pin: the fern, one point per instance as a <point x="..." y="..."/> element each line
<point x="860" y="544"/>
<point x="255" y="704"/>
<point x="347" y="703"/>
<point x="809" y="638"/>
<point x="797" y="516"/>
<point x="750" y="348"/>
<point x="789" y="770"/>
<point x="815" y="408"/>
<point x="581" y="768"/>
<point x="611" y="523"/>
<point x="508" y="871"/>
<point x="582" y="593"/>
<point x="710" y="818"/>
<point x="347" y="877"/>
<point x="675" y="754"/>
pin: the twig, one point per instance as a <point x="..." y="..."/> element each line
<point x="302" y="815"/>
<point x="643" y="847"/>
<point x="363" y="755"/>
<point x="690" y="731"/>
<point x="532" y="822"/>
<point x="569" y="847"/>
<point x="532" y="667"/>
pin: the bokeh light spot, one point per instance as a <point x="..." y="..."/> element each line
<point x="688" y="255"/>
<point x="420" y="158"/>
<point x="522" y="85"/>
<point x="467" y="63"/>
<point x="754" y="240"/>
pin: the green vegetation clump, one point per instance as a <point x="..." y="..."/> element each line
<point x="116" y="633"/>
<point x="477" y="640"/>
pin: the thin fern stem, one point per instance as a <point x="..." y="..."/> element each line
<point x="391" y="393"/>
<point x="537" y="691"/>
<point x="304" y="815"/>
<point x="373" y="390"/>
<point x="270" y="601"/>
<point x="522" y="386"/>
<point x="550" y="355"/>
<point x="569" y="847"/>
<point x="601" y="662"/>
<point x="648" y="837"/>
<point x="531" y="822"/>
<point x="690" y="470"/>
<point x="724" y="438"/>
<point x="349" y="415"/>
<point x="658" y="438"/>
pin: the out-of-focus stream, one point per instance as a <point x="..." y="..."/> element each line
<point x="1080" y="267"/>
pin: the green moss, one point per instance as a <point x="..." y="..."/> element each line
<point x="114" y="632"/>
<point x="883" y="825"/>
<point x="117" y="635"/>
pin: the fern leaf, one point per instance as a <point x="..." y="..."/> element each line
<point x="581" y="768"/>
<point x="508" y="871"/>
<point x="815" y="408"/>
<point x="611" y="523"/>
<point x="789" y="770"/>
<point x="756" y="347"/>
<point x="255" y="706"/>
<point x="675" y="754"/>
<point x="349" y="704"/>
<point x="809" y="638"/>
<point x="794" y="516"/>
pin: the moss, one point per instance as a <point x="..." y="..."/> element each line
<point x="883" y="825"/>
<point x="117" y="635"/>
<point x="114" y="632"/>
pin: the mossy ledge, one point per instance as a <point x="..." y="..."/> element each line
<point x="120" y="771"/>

--*--

### WRITTEN TASK
Please copy the records above verbatim, from the line containing "pin: the mossy" through the final line, both ends included.

### SOLUTION
pin: the mossy ledge, one point per instance as a <point x="..." y="..."/> element each line
<point x="120" y="771"/>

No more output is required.